§ **Texto em análise**:
····················

Então temos de ter a coragem de escolher os melhores entre os melhores sem amarras nem complexos para gerir o pilar mais importante de agregação e conciliação da comunidade em que vivemos.

A classe política tem também de perceber de uma vez por todas que não há nenhuma reforma que consiga ter sucesso sem incluir aqueles que estão na linha da frente e que a todo o momento têm a responsabilidade de decisões que afetam a vida das pessoas: os profissionais de saúde, com destaque para os médicos, que assumem decisões de uma dimensão maior que nunca se poderá comparar a qualquer outra profissão.

E os profissionais de saúde têm de estar motivados.

Enquanto existirem chefes que não são líderes e gestores sem competência ou sensibilidade para o cargo, os profissionais de saúde irão continuar desmotivados e alheados da gestão de serviços e unidades onde estão incorporados.

Ao mesmo tempo temos de pensar as carreiras e as remunerações em função da produção efetiva, com medições contínuas do valor produzido, pois esta alavanca é imprescindível para o cumprimento dos objetivos propostos. Medir apenas a quantidade de atos na saúde é um modo muito mau de avaliar o desempenho e deveria ser descartado logo que possível.

Se isto é a base de sucesso de qualquer empresa, na saúde deve ser obrigatório.

É assim inevitável a aposta na escolha de gestores com formação clínica de base e/ou com vocação para a gestão das unidades de saúde.

Precisamos de procurar verdadeiros líderes a quem forneceremos melhores recursos e maior autonomia, pedindo em troca responsabilidade e prestação de contas. Pelo menos na saúde temos, de uma vez por todas, de acabar com a gestão de cargos em função das clientelas que os partidos políticos se vão obrigando a servir.

Devemos continuar a apostar de forma continuada na prevenção, com prioridade nos cuidados primários, colocando as pessoas, aos poucos, a gerir a sua saúde e a sua doença utilizando a figura de apoio do gestor do paciente e da família no quotidiano e a do cuidador informal nos casos de doenças prolongadas com necessidades especiais de apoio continuado.

Relembro que devemos repensar o modelo de financiamento da saúde incluindo não só o dinheiro dos contribuintes, pelo Orçamento do Estado, mas imaginando outras situações que possam acrescentar mais-valias baixando a contribuição direta do paciente, que aumenta ano após ano.

Não esquecer de olhar para as Misericórdias e outras entidades não lucrativas de uma forma desinibida e integrá-las cada vez mais na rede nacional, dada a sua proximidade e conhecimento das necessidades das populações, com ênfase nos idosos e doentes de evolução prolongada.

Devemos incrementar o controlo do planeamento de tecnologia cara e altamente sofisticada, sua instalação e área de influência.

····················

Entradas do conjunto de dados
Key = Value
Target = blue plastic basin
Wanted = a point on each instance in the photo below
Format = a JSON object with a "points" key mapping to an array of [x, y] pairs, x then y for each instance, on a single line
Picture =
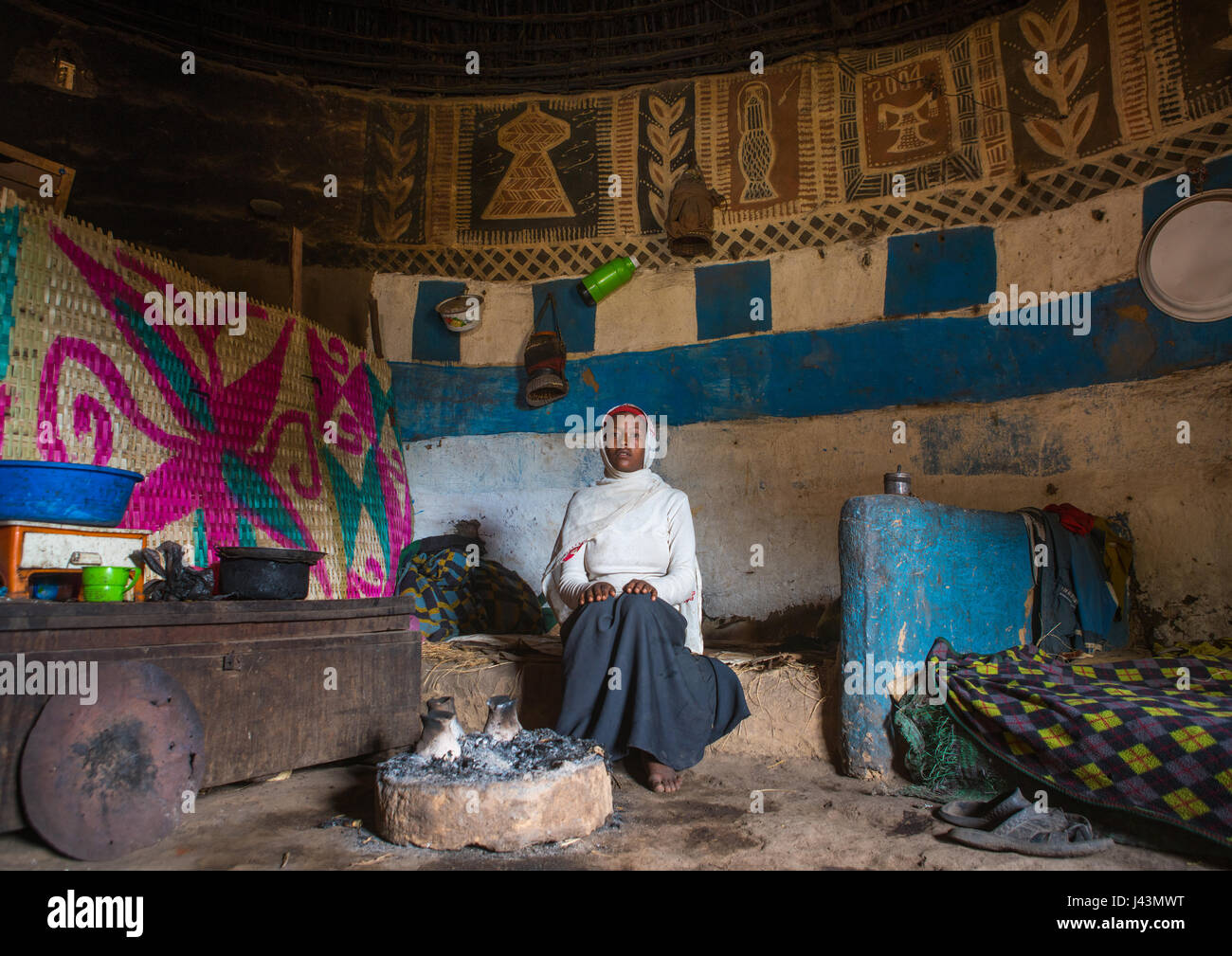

····················

§ **O que fazer**:
a – Responda a estas perguntas com base no texto sobre a saúde:
(i) Entre os profissionais de saúde, quais são destacados por assumirem decisões que nunca se poderão comparar às de qualquer outra profissão?
(ii) Que modo de avaliar o desempenho deveria, segundo o texto, ser descartado logo que possível?
(iii) Que entidades não lucrativas são nomeadas expressamente como devendo ser integradas cada vez mais na rede nacional?
b – Transcreva palavra por palavra o trecho do texto sobre a saúde, começando em "Ao mesmo tempo" e terminando em "obrigando a servir.".

§ **Respostas**:
a –
(i) Os médicos.
(ii) Medir apenas a quantidade de atos na saúde.
(iii) As Misericórdias.

b –
Ao mesmo tempo temos de pensar as carreiras e as remunerações em função da produção efetiva, com medições contínuas do valor produzido, pois esta alavanca é imprescindível para o cumprimento dos objetivos propostos. Medir apenas a quantidade de atos na saúde é um modo muito mau de avaliar o desempenho e deveria ser descartado logo que possível.

Se isto é a base de sucesso de qualquer empresa, na saúde deve ser obrigatório.

É assim inevitável a aposta na escolha de gestores com formação clínica de base e/ou com vocação para a gestão das unidades de saúde.

Precisamos de procurar verdadeiros líderes a quem forneceremos melhores recursos e maior autonomia, pedindo em troca responsabilidade e prestação de contas. Pelo menos na saúde temos, de uma vez por todas, de acabar com a gestão de cargos em função das clientelas que os partidos políticos se vão obrigando a servir.